----- GIVEN PASSAGE

- Born: 26 March 1925 Plymouth, Devon, England
- Died: 2006 (aged 80–81)
- Occupation: Zoologist

= W. M. S. Russell =

British zoologist, originator of the 3Rs concept

William Moy Stratton Russell (26 March 1925 – 2006), also known as Bill Russell, was an English zoologist and animal welfare worker. He was best known for writing, along with R. L. Burch (1926-1996) The Principles of Humane Experimental Technique (1959), a landmark in the humane use of animals in research, education and testing. Russell and Burch introduced the concept of the Three Rs (replacement, reduction and refinement) in the scientific community and provided a blueprint for combining animal welfare considerations and quality of research.

----------
----- INPUT DATA

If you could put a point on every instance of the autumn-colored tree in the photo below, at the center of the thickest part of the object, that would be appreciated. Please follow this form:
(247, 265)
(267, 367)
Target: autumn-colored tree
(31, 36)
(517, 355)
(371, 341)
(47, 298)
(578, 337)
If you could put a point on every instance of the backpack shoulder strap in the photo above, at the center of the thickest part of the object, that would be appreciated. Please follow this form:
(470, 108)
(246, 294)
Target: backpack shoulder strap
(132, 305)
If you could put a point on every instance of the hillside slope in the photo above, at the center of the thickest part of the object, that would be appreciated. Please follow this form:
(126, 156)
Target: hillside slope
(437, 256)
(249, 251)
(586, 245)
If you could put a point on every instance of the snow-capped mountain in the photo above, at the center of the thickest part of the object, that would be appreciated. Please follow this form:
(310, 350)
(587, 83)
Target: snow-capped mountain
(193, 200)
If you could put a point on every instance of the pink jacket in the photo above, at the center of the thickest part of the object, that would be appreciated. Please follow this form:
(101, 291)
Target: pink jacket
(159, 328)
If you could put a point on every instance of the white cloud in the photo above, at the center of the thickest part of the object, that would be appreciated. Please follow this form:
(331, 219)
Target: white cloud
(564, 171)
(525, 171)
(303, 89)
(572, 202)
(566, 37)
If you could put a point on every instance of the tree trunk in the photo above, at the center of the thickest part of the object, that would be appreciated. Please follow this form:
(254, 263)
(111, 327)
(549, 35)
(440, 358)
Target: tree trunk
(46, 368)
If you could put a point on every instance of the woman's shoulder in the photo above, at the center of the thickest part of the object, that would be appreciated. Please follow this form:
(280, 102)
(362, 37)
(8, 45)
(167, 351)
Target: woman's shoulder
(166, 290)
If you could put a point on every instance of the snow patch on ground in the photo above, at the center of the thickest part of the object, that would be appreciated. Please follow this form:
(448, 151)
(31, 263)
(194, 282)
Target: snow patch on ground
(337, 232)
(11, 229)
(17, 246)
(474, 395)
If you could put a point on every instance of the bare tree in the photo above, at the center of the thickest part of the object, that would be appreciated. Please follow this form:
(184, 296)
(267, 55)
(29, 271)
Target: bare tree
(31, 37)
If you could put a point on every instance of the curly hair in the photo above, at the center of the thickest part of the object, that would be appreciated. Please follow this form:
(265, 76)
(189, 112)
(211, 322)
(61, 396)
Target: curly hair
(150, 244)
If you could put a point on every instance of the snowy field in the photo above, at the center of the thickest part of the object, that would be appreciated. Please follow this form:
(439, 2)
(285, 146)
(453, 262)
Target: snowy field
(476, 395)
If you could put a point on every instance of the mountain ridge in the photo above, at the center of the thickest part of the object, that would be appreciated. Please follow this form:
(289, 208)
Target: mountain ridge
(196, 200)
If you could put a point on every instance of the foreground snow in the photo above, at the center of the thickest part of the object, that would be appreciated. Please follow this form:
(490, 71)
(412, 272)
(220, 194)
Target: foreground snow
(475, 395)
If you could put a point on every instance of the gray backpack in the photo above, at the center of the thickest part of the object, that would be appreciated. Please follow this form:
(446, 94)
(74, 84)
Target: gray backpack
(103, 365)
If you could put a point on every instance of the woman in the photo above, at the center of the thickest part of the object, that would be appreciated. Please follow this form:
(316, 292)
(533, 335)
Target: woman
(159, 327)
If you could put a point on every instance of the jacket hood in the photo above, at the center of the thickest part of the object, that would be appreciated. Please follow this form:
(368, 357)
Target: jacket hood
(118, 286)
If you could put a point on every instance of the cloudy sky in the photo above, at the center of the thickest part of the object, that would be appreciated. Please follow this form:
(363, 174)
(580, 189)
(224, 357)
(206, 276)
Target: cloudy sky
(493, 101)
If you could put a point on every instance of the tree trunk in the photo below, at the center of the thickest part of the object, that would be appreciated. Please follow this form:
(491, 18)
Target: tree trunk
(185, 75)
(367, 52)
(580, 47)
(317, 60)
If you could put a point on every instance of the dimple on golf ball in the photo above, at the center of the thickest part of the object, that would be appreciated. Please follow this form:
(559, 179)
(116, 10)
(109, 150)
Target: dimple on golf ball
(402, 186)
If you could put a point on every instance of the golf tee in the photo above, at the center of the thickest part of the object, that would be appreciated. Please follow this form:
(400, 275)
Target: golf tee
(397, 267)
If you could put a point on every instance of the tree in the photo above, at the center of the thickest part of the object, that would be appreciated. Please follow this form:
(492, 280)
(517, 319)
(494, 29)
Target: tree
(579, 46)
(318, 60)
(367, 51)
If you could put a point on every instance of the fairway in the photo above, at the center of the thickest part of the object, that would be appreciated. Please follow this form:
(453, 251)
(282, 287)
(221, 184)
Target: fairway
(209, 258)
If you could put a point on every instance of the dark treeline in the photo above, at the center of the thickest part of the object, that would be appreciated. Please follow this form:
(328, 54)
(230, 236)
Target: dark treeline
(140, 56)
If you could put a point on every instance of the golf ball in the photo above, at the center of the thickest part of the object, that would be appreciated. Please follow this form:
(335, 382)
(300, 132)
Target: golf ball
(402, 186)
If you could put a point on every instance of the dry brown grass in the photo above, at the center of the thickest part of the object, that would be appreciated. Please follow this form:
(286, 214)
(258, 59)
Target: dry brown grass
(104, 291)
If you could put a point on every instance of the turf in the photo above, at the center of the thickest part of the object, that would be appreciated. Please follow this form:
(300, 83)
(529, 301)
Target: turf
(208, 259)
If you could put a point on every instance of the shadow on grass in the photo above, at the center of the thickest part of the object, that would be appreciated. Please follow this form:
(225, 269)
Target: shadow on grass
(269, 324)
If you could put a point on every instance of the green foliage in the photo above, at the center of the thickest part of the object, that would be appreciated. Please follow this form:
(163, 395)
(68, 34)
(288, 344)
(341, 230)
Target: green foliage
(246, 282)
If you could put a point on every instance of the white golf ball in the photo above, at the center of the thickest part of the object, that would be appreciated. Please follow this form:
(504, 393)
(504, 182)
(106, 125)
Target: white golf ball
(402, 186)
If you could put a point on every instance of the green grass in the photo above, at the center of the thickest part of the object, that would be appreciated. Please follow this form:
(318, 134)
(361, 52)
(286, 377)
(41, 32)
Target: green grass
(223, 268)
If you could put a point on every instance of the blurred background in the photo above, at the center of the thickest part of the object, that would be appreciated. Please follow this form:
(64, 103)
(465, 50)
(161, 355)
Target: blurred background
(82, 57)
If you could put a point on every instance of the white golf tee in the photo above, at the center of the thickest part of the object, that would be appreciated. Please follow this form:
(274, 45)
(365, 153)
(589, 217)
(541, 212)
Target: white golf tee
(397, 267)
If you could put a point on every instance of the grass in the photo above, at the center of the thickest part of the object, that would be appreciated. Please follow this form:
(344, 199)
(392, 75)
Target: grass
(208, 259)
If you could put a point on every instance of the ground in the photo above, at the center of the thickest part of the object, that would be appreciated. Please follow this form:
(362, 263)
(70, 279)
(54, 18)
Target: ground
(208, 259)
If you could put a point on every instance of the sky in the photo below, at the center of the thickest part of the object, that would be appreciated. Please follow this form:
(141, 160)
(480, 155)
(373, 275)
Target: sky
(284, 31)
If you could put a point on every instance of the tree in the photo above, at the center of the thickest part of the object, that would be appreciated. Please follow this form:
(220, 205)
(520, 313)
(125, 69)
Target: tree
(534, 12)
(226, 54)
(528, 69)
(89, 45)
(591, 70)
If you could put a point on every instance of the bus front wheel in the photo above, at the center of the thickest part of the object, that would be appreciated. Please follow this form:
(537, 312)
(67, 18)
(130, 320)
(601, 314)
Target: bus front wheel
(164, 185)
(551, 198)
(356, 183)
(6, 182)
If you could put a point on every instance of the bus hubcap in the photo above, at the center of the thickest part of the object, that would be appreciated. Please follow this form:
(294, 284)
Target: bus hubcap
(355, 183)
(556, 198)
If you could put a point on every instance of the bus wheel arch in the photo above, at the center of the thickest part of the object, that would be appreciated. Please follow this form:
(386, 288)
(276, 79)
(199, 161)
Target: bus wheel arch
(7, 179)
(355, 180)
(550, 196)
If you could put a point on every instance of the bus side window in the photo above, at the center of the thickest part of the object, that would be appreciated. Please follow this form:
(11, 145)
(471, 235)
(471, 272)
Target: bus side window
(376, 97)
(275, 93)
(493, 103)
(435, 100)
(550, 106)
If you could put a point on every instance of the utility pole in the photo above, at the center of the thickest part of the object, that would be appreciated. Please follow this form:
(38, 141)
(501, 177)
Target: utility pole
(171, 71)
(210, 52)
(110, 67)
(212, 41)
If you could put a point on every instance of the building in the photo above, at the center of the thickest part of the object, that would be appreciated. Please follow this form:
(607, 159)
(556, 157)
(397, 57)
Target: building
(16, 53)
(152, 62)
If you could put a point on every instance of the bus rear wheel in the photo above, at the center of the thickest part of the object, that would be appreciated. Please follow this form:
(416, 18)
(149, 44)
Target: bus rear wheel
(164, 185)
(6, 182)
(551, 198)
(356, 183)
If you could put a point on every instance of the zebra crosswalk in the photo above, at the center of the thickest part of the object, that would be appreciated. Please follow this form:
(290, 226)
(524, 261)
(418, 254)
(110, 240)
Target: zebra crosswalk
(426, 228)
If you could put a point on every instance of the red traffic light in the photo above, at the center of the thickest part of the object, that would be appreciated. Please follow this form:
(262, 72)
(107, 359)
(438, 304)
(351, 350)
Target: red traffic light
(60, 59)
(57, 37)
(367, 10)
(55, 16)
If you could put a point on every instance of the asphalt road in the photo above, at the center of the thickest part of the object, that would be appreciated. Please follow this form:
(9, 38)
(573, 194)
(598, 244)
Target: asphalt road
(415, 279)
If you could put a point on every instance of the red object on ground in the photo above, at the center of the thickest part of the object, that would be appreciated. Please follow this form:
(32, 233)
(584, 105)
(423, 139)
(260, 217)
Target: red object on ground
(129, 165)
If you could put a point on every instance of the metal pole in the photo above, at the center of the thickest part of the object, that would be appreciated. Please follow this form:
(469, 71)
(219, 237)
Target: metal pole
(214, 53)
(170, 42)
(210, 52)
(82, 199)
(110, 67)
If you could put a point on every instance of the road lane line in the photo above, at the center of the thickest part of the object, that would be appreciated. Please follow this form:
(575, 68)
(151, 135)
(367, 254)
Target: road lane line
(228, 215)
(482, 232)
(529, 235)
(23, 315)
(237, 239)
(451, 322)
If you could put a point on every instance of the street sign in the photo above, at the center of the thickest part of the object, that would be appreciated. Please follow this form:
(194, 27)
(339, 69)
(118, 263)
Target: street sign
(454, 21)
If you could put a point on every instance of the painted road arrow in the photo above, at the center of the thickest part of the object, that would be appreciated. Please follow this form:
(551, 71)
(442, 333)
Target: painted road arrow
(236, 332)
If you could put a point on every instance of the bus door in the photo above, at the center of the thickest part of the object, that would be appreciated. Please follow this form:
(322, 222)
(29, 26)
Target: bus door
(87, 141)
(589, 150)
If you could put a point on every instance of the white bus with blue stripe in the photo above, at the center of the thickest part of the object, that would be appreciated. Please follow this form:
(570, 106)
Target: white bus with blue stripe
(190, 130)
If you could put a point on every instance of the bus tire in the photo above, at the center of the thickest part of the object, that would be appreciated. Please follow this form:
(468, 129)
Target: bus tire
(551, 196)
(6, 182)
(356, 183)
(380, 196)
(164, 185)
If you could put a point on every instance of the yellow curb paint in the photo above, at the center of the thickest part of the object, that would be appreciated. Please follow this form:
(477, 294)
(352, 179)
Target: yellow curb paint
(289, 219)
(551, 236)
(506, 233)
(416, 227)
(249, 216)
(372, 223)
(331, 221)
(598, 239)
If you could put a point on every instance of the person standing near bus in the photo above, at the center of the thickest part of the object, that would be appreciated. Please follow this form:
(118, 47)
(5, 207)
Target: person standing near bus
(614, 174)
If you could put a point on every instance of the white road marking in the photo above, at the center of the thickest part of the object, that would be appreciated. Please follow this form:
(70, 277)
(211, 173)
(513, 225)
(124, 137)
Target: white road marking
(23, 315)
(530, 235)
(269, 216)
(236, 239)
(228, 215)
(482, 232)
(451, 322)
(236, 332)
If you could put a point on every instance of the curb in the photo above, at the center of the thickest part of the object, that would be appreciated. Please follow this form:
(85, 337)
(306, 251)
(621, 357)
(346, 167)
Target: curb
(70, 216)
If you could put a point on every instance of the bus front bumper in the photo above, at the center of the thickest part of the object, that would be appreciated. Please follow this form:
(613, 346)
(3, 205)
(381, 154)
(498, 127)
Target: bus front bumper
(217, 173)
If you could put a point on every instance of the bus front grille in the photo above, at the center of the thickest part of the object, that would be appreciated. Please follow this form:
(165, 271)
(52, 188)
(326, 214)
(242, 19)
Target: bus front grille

----------

What three principles make up the Three Rs introduced in the W. M. S. Russell biography?

Replacement, reduction and refinement.